_ASSIGNMENT_
Set down the entire passage about Harry Turtledove word for word.
++++ PASSAGE
Harry Turtledove is a renowned historian; he’s an expert in Byzantine history, ask and I’ve been told that there aren’t very many of those in the U.S., total. The title of his dissertation, produced at UCLA, is (according to Wikipedia) The Immediate Successors of Justinian: A Study of the Persian Problem and of Continuity and Change in Internal Secular Affairs in the Later Roman Empire During the Reigns of Justin II and Tiberius II Constantine (AD 565–582). (Yes, really.) He’s also a renowned alternate historian, and has written volumes upon volumes of alternate-history books which use different parts of his Byzantine knowledge (by which I both mean ‘of the Byzantine era’ and ‘labyrinthine’) to imbue his works with incredible historical accuracy.
++++++++
++++ DATASET RECORDS
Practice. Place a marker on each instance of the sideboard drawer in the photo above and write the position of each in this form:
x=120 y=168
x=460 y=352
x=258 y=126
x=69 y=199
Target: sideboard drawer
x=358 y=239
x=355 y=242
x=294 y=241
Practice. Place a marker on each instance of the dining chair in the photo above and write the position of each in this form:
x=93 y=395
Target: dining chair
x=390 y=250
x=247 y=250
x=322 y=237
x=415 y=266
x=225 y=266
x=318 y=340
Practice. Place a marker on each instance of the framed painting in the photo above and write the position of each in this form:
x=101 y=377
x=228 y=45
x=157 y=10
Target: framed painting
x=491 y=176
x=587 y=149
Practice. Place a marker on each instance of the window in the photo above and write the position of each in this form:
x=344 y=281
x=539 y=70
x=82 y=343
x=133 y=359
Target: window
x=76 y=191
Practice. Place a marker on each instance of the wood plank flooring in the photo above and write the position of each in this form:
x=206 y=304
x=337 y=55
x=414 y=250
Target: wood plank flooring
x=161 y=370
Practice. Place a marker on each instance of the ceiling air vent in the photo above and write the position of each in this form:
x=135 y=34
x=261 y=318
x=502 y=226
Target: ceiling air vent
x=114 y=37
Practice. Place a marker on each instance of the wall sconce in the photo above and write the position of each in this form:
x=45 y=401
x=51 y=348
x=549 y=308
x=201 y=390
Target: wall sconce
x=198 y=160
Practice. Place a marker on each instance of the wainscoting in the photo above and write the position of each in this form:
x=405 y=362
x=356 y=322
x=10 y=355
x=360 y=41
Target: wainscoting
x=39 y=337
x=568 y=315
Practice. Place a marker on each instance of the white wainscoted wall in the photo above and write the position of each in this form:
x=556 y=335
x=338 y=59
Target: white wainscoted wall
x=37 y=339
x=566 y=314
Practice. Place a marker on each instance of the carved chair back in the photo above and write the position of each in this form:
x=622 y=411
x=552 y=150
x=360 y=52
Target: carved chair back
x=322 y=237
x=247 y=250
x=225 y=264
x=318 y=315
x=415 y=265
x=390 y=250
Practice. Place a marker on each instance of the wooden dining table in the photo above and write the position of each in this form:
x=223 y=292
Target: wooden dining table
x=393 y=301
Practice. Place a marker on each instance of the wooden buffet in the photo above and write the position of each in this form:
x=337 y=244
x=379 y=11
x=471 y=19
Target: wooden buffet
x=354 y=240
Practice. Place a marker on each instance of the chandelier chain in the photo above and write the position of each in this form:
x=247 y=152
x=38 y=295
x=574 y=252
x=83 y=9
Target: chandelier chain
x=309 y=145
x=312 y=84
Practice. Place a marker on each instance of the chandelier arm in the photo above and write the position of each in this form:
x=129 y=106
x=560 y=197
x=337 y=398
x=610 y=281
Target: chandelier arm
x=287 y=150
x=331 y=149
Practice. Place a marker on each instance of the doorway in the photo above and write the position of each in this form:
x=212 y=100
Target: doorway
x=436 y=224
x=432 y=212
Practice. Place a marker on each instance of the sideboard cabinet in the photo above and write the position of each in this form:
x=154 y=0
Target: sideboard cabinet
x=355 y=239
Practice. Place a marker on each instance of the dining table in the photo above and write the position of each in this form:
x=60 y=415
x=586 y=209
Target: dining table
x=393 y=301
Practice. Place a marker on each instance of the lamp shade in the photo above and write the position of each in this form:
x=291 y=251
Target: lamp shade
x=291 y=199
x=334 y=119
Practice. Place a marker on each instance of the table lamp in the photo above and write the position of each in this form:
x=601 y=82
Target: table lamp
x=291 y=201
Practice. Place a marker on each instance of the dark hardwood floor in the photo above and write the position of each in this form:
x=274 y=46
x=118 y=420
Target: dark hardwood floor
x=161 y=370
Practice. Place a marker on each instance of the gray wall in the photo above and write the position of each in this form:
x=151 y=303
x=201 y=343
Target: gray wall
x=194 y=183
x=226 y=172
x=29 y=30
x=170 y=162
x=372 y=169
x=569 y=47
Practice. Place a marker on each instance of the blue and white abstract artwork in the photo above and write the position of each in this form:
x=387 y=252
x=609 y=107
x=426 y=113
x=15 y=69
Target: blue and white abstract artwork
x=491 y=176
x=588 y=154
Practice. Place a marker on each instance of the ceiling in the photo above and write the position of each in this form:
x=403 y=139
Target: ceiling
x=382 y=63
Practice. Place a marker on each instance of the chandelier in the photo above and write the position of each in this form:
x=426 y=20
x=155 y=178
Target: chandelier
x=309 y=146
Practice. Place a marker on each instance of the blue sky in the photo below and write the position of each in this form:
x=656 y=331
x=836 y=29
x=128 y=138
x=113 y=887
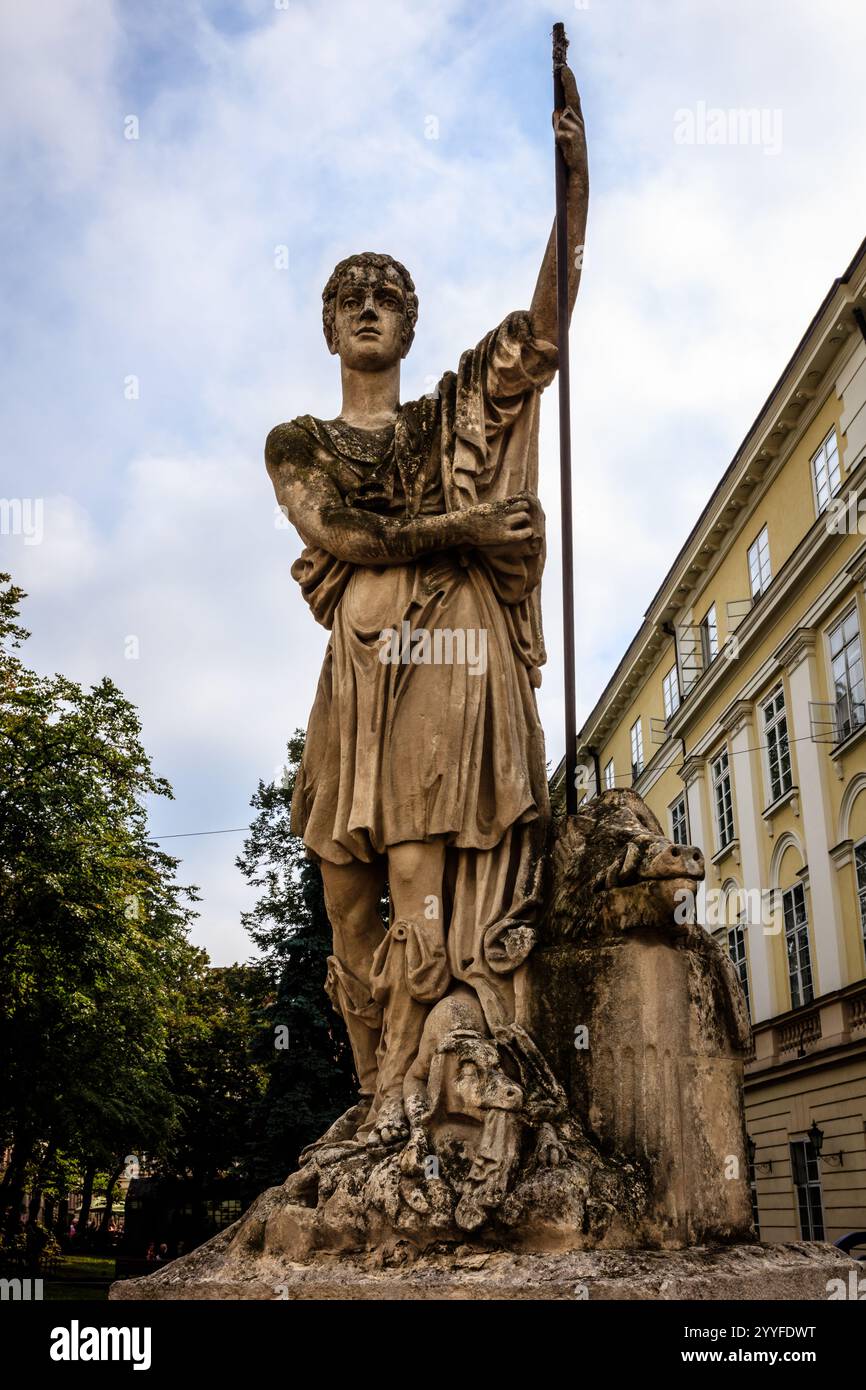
++++++++
_RESULT FOR THIS EXERCISE_
Harry Turtledove is a renowned historian; he’s an expert in Byzantine history, ask and I’ve been told that there aren’t very many of those in the U.S., total. The title of his dissertation, produced at UCLA, is (according to Wikipedia) The Immediate Successors of Justinian: A Study of the Persian Problem and of Continuity and Change in Internal Secular Affairs in the Later Roman Empire During the Reigns of Justin II and Tiberius II Constantine (AD 565–582). (Yes, really.) He’s also a renowned alternate historian, and has written volumes upon volumes of alternate-history books which use different parts of his Byzantine knowledge (by which I both mean ‘of the Byzantine era’ and ‘labyrinthine’) to imbue his works with incredible historical accuracy.